- _CONSIGNES À SUIVRE_:
1) Dans la page sur la cession de la part de la société Solière, recopiez mot pour mot le passage qui va de "Par courrier du 24" jusqu'à "par M. [P]." inclus.
2) D'après la page sur la cession de la part de la société Solière, à quelle date le tribunal de commerce d'Angoulême a-t-il rendu son jugement contradictoire ?
3) Rédigez la suite du texte sur le litige relatif à la cession de la part de la société Solière, à partir de sa dernière phrase.

- _PAGE_:
Par courrier du 24 août 2017, M. [P] a indiqué : ‘En réponse à votre lettre du 27 juin dernier, je vous confirme que je souhaite céder ma part de la société SOLIERE SA à [H] [M]. La valeur de cette part étant de 700 euros’.
Par courrier du 29 juin 2018, M. [H] [M], a adressé à M. [P] l’ordre de mouvement et un chèque de 800 euros.
Par courrier en date du 22 juillet 2018, un courrier de M. [N] [P] a informé M. [H] [M] qu’il n’était plus désireux de céder sa part dans la société Solière SA.
Par courrier du 14 septembre 2018, M. [M] a vainement mis en demeure M. [P] d’avoir à régulariser la vente conclue entre les parties, puis par acte d’huissier du 18 septembre 2018, il l’a assigné devant le tribunal de commerce d’Angoulême aux fins de dire et juger parfaite la vente de l’action détenue par M. [P].
Par jugement contradictoire du 14 novembre 2019, le tribunal de commerce d’Angoulême a :
– jugé parfaite la vente à Monsieur [H] [M] de l’action détenue par Monsieur [N] [P] au sein du capital social de la société Soliere pour un prix de 700 euros,
– ordonné la réalisation de la vente à Monsieur [H] [M] de l’action détenue par Monsieur [N] [P] au sein du capital social de la société Soliere pour un prix de 700 euros,
– ordonné à Monsieur [N] [P] de signer l’ordre de mouvement emportant cession de son action au profit de Monsieur [H] [M] et ce, sous astreinte de 500 euros par jour de retard à compter du 30ème jour suivant la signification au présent jugement,
– dit qu’à défaut de signature par Monsieur [N] [P], de l’ordre de mouvement dans le délai précité, le présent jugement emportera transfert de propriété de l’action concernée,
– condamné Monsieur [N] [P] à payer à Monsieur [H] [M] la somme de 1 000 euros au titre de l’article 700 du code de procédure civile,
– condamné Monsieur [N] [P] à tous les dépens,
– débouté les parties de leurs demandes entres, plus amples ou contraires.
Par déclaration du 27 novembre 2019, M. [P] a interjeté appel de cette décision à l’encontre de l’ensemble des chefs qu’il a expressément énumérés, intimant M. [M].

- _EXTRAIT DES DONNÉES_:
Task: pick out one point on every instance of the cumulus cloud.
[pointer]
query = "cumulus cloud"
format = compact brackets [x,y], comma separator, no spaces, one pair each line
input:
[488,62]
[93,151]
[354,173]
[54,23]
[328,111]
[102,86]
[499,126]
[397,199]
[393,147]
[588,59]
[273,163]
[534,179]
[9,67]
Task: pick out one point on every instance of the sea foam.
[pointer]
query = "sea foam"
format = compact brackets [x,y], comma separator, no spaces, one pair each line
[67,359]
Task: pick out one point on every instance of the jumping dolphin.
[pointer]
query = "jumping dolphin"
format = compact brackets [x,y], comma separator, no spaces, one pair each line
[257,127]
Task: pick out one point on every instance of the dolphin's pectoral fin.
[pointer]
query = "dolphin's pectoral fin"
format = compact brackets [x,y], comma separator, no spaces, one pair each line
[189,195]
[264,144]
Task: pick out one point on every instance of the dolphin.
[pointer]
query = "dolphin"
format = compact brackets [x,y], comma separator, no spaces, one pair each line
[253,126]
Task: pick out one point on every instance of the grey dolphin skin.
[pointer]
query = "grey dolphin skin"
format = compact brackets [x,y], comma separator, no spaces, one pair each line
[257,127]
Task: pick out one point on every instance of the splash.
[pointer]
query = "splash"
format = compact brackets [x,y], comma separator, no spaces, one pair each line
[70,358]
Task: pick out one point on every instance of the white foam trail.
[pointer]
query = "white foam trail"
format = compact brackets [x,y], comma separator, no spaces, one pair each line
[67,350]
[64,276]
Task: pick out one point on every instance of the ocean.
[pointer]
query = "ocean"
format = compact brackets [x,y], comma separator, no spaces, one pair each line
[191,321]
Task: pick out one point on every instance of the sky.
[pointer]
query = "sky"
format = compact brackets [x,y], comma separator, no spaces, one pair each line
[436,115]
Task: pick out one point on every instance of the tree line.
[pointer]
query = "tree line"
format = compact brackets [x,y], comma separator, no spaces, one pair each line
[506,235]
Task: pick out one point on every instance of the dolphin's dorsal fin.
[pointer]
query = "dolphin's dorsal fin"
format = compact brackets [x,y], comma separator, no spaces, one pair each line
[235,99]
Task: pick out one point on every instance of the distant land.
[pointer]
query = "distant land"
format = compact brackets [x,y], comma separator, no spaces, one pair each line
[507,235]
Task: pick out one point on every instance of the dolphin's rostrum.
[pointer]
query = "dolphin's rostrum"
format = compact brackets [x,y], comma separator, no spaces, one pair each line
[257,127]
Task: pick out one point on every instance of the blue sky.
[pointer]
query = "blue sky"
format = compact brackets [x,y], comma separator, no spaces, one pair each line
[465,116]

- _RÉPONSES PAR CONSIGNE_:
1)
Par courrier du 24 août 2017, M. [P] a indiqué : ‘En réponse à votre lettre du 27 juin dernier, je vous confirme que je souhaite céder ma part de la société SOLIERE SA à [H] [M]. La valeur de cette part étant de 700 euros’.
Par courrier du 29 juin 2018, M. [H] [M], a adressé à M. [P] l’ordre de mouvement et un chèque de 800 euros.
Par courrier en date du 22 juillet 2018, un courrier de M. [N] [P] a informé M. [H] [M] qu’il n’était plus désireux de céder sa part dans la société Solière SA.
Par courrier du 14 septembre 2018, M. [M] a vainement mis en demeure M. [P] d’avoir à régulariser la vente conclue entre les parties, puis par acte d’huissier du 18 septembre 2018, il l’a assigné devant le tribunal de commerce d’Angoulême aux fins de dire et juger parfaite la vente de l’action détenue par M. [P].

2) Le 14 novembre 2019.

3)
Le 24 janvier 2020, une mesure de médiation judiciaire a été proposée aux parties, qui n’ont pas donné suite à cette proposition.
Le 4 avril 2020, M. [P] est décédé, laissant pour lui succéder deux héritières, Mmes [X] et [K] [P].
Par conclusions du 6 mai 2022, Mmes [X] et [K] [P] sont intervenues volontairement à la présente instance.
PRETENTIONS DES PARTIES
Par dernières conclusions d’intervention volontaire et de reprise d’instance transmises par RPVA le 6 mai 2022, auxquelles il convient de se reporter pour le détail des moyens et arguments, Mmes [X] et [K] [P] demandent à la cour de :
– leur donner acte de leur intervention volontaire et de la reprise à leur compte de l’instance engagée par leur père de son vivant, du fait de leur qualité d’héritières de M. [N] [P],
– leur adjuger en conséquence l’entier bénéfice des écritures antérieurement signifiées au nom de M. [N] [P],
– en conséquence,
– infirmer le jugement rendu par le tribunal de commerce d’Angoulême le 14 novembre 2019 dans l’ensemble de ses dispositions,
– statuant à nouveau,
– rejeter l’ensemble des demandes formées par Monsieur [M],
– condamner Monsieur [H] [M] à leur payer la somme de 5 000 euros sur le fondement des dispositions de l’article 700 du code de procédure civile au titre des frais irrépétibles exposés devant la cour d’appel de Bordeaux,
– condamner Monsieur [H] [M] à leur payer la somme de 5 000 euros sur le fondement des dispositions de l’article 700 du code de procédure civile au titre des frais irrépétibles exposés devant le tribunal de commerce d’Angoulême,
– condamner le même aux entiers dépens d’appel ainsi qu’à ceux exposés devant le tribunal de commerce d’Angoulême.
Mmes [X] et [K] [P] font valoir qu’en vertu de l’article L 228-1 in fine du code de commerce, le transfert de propriété résulte de l’inscription des valeurs mobilières au compte de l’acheteur, et que M. [M] ne peut par conséquent invoquer un droit antérieur qui n’existe plus et qui a été réformé pour fonder ses demandes.
Subsidiairement; elles soutiennent qu’aucun échange de consentements n’est intervenu, qu’il n’y a pas eu d’accord entre les parties sur la chose et le prix, de sorte que la vente ne peut être considérée comme parfaite.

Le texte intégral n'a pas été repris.